§ **Problem details**: Render the material from the line containing "Target = leaning stone slab" through the line containing "[(198, 209), (251, 184), (143, 244)]", both included, as a Markdown table with the columns Index and Text, numbering each row and omitting blank lines.
++++++++
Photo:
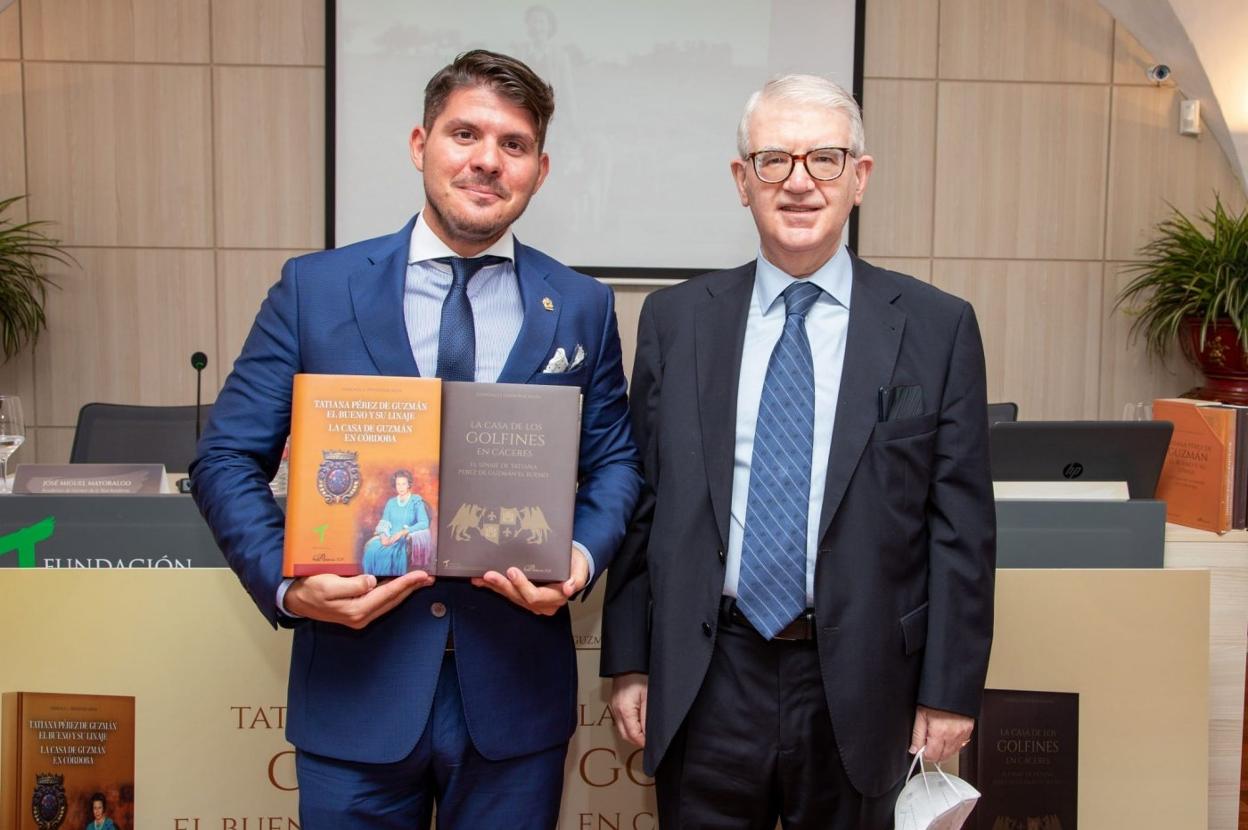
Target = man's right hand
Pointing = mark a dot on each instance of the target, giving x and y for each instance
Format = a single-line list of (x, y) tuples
[(353, 602), (628, 705)]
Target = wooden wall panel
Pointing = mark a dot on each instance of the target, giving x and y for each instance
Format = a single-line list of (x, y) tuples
[(18, 377), (29, 449), (628, 312), (122, 330), (243, 278), (1041, 325), (10, 33), (268, 31), (1127, 373), (896, 214), (1026, 40), (1151, 164), (900, 39), (53, 446), (917, 268), (169, 31), (270, 157), (13, 140), (1020, 170), (120, 154)]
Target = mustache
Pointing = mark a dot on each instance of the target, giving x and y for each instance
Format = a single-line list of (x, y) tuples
[(478, 180)]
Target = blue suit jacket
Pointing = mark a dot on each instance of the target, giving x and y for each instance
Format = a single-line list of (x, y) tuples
[(365, 695)]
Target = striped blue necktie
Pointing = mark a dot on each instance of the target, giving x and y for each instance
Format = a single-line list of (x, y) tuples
[(457, 337), (771, 588)]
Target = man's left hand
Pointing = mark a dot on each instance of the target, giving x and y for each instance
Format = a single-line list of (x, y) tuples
[(942, 733), (539, 599)]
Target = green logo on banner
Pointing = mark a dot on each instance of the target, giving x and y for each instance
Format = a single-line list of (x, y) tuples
[(25, 539)]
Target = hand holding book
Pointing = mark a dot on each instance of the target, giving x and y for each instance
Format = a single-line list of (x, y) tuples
[(539, 599), (353, 602)]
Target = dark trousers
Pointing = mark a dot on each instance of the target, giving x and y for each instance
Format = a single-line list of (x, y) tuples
[(444, 769), (758, 747)]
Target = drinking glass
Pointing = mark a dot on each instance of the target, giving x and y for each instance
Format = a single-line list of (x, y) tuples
[(13, 432)]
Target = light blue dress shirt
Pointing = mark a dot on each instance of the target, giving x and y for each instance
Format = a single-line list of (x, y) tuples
[(826, 326), (494, 293)]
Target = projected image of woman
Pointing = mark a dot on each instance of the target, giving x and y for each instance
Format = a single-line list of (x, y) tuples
[(403, 529)]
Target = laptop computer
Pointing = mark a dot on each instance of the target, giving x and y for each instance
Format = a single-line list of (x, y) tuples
[(1093, 451)]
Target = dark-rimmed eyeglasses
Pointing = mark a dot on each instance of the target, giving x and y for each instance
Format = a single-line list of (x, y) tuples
[(774, 166)]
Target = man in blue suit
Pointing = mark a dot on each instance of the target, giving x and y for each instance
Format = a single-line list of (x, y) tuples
[(413, 692)]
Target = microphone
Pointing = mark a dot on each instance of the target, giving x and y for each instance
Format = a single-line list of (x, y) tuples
[(199, 362)]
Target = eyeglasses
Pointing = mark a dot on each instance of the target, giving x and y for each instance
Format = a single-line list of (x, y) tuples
[(774, 166)]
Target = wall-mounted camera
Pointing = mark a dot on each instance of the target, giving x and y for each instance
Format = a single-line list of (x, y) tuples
[(1158, 73)]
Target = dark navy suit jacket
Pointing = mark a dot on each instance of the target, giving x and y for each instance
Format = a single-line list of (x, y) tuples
[(365, 695)]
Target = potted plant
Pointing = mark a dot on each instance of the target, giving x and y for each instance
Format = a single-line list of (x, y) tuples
[(1191, 287), (24, 251)]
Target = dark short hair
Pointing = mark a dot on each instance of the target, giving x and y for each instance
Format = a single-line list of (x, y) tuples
[(502, 74)]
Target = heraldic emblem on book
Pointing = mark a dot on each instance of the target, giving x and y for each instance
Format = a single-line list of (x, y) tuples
[(499, 524), (337, 479), (49, 804)]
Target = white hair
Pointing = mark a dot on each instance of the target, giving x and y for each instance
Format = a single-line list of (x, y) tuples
[(804, 89)]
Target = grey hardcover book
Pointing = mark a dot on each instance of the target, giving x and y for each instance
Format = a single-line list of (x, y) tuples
[(508, 479)]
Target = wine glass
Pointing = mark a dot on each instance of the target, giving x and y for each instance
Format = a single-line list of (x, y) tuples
[(13, 432)]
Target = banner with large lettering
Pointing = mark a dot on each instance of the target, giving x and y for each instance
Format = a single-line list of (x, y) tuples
[(209, 680)]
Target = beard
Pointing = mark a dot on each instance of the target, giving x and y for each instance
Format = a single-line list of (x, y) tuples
[(473, 227)]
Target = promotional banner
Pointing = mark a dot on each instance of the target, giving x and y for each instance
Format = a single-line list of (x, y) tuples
[(209, 680)]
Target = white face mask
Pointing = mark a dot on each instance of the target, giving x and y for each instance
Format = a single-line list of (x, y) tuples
[(934, 800)]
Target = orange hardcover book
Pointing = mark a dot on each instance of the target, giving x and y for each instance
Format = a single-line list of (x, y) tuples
[(1197, 481), (66, 760), (362, 494)]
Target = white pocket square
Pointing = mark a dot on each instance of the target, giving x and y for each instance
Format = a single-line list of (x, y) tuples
[(559, 365)]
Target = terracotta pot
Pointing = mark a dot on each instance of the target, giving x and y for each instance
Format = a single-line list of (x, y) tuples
[(1223, 361)]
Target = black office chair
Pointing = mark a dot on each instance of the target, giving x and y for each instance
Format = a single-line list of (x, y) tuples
[(114, 433), (999, 412)]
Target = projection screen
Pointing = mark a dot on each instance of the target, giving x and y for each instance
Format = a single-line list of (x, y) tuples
[(648, 95)]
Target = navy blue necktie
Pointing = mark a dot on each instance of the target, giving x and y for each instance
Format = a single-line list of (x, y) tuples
[(771, 587), (457, 336)]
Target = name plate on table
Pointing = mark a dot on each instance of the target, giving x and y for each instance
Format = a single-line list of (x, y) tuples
[(91, 479)]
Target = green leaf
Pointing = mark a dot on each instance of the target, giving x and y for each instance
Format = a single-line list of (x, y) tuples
[(25, 252), (1189, 271)]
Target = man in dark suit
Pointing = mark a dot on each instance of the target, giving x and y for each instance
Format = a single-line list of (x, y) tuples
[(806, 589), (411, 692)]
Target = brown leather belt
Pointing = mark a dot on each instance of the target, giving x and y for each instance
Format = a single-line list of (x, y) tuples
[(799, 629)]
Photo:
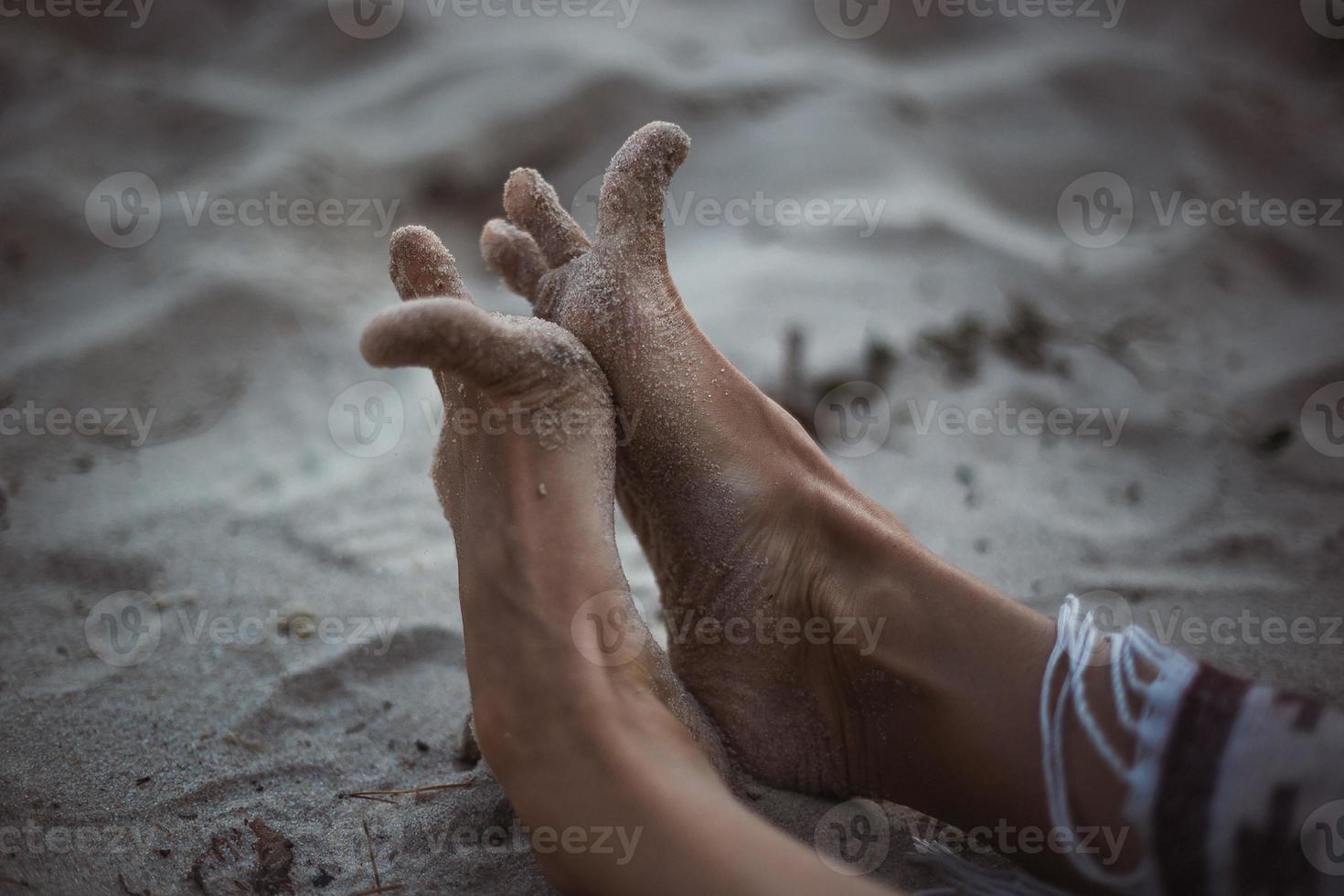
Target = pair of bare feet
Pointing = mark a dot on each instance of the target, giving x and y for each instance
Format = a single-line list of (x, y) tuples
[(803, 647)]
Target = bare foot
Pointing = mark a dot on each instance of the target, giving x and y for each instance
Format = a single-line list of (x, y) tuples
[(525, 473), (745, 521)]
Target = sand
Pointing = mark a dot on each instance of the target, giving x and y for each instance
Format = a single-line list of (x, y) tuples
[(245, 513)]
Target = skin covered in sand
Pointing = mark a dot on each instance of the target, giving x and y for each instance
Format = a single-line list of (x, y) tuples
[(575, 741), (743, 517)]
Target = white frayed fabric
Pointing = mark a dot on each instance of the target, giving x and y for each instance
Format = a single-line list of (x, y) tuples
[(1141, 672)]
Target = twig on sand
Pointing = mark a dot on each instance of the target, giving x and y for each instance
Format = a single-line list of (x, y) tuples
[(389, 795)]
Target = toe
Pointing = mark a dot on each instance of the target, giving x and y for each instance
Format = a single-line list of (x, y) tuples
[(531, 203), (422, 268), (636, 185), (504, 357), (515, 257)]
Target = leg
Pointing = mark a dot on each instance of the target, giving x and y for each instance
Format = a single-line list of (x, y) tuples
[(743, 518), (580, 736)]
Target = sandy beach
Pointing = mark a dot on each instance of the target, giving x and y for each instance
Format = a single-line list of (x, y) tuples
[(230, 594)]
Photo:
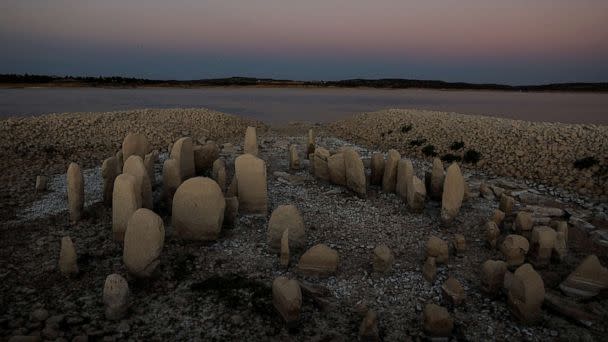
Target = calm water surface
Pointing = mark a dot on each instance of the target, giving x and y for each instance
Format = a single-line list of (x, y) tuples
[(319, 104)]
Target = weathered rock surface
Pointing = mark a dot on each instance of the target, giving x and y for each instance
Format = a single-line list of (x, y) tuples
[(286, 217), (126, 200), (143, 243), (198, 209), (115, 297), (250, 173), (453, 193), (587, 280), (75, 192), (526, 294), (319, 260)]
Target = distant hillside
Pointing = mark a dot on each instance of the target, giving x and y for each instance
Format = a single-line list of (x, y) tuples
[(13, 80)]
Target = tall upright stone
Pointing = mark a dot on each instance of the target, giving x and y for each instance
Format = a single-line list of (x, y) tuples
[(437, 178), (75, 192), (143, 244), (337, 169), (251, 141), (405, 169), (109, 172), (453, 193), (135, 144), (389, 178), (182, 151), (377, 169), (134, 166), (126, 200), (250, 172), (355, 172), (198, 209), (171, 180)]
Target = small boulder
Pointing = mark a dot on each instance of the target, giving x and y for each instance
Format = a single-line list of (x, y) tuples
[(319, 260), (115, 297), (437, 248), (377, 169), (437, 321), (287, 298), (143, 243), (286, 217), (198, 209), (68, 264), (389, 178), (383, 259), (75, 192)]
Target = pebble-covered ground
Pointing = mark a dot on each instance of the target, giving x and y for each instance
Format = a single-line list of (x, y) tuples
[(221, 290)]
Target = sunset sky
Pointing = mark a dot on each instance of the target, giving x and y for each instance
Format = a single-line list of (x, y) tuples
[(508, 41)]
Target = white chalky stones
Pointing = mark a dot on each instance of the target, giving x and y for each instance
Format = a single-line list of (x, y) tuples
[(198, 209), (143, 243), (250, 173), (75, 192)]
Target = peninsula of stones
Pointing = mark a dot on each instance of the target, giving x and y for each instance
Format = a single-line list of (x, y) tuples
[(400, 225)]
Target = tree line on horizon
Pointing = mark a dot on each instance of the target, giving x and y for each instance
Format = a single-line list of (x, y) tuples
[(390, 83)]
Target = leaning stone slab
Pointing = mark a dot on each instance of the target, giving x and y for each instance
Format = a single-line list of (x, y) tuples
[(198, 209), (251, 184), (143, 244)]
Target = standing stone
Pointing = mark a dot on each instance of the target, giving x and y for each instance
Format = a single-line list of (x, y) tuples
[(543, 242), (437, 321), (320, 161), (75, 192), (294, 158), (368, 330), (109, 172), (284, 256), (453, 193), (437, 178), (125, 201), (182, 152), (115, 297), (171, 180), (526, 294), (437, 248), (389, 178), (310, 146), (287, 298), (198, 209), (251, 183), (377, 168), (251, 141), (416, 195), (506, 204), (143, 244), (355, 172), (405, 171), (515, 248), (337, 170), (286, 217), (68, 264), (453, 290), (383, 259), (41, 183), (204, 156), (492, 234), (319, 260), (135, 167), (231, 211), (587, 280), (219, 173), (429, 269), (135, 144), (492, 276)]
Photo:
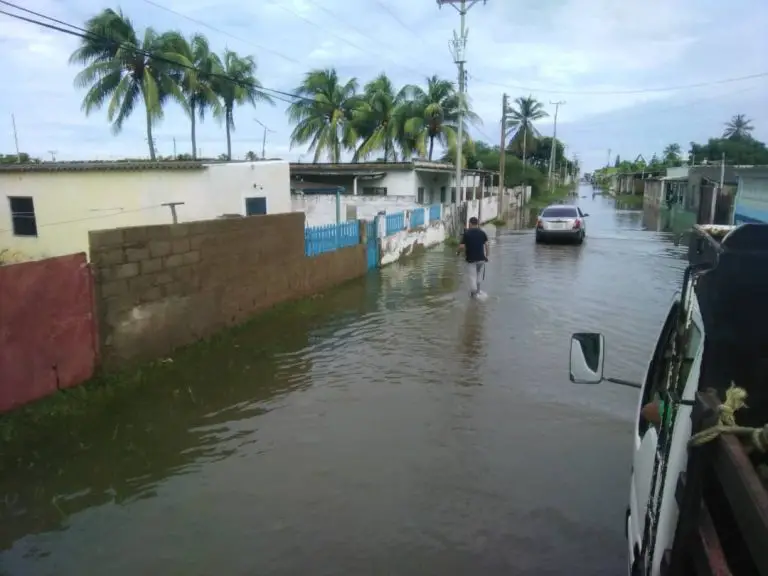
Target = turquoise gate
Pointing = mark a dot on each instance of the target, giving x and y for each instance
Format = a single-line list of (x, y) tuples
[(372, 244)]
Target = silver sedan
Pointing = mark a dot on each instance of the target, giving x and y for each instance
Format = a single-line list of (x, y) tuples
[(561, 222)]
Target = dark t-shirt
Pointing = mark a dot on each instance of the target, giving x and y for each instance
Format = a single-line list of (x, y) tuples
++++++++
§ **Output of the exercise**:
| Index | Text |
|---|---|
| 1 | Target = leaning stone slab |
| 2 | Pointing = mark a dot on each instance of the target, giving x and y for each instance |
| 3 | Format = a single-line list of (x, y) tuples |
| 4 | [(198, 209), (251, 184), (143, 244)] |